* _Short task_
Reproduce every one of the following records word for word, keeping each line as it appears.

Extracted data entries
──────

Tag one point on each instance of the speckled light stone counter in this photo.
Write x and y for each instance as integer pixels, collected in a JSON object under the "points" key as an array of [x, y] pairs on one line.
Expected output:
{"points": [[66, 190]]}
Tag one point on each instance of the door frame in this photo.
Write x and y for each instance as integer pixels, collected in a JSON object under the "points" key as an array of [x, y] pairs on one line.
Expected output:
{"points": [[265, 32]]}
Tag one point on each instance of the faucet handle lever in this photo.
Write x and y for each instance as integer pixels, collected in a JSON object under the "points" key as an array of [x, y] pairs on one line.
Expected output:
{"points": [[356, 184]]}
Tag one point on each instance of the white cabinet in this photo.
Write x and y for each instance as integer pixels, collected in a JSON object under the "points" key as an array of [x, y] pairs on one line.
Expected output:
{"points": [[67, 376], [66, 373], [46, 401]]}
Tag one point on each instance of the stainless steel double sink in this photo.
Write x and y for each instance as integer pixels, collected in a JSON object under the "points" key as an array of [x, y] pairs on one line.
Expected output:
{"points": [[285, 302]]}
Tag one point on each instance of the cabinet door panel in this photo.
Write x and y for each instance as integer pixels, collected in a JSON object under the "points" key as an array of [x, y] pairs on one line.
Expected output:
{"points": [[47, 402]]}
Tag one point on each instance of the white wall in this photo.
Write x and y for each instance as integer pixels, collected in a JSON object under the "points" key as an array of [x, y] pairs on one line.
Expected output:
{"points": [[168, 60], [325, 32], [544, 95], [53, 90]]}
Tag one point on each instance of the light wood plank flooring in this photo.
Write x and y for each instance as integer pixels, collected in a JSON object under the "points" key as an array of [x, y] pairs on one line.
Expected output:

──────

* _Output for this task_
Tag one point on each instance of the speckled light stone counter in this photo.
Write x and y for each instance as integer pixels, collected in a JSON object under the "points" key as an array of [x, y] pairs on one line.
Expected output:
{"points": [[66, 190]]}
Tag one point on each instance of the door frame in this photo.
Write x and y for each instance as integer pixels, collected in a JSON object under the "points" key as an array of [x, y] pairs on one line.
Expected output:
{"points": [[265, 32]]}
Tag one point on each instance of the faucet handle lever in this photo.
Write x and y for each instance as integer pixels, collected in a JSON object under the "points" key as an array of [x, y] pairs on one line.
Expected output:
{"points": [[356, 184]]}
Tag one point on each instance of the white cabinet in this photo.
Write x and y for each instance as integer pixels, collected in a JSON object under the "points" key as an array of [x, y] pairs on one line.
Expected output:
{"points": [[67, 376], [66, 373], [46, 401]]}
Tag one point on each instance of the stainless steel double sink in this photo.
Write x and y for each instance as integer pixels, collected in a JSON object under the "points" key as an array of [x, y] pairs on one line.
Expected output:
{"points": [[285, 302]]}
Tag one point on each instance of the cabinet door panel in this photo.
Write x and y for each instance as integer pixels, collected in a JSON object under the "points" key as an array of [x, y] pairs on one line.
Expected output:
{"points": [[47, 402]]}
Tag one point on each instance of the white wall in this photo.
Write x and y for each instance as integer pixels, collected in a JSON object under the "points" key as an array of [x, y] pairs on one line.
Expected output:
{"points": [[168, 60], [325, 32], [544, 95], [53, 90]]}
Tag one point on each instance of the light wood plank flooring in this photo.
Write x and y for each instance as integer pixels, collected in a JSON object under the "points" key as an array of [x, y] pairs on one line.
Expected output:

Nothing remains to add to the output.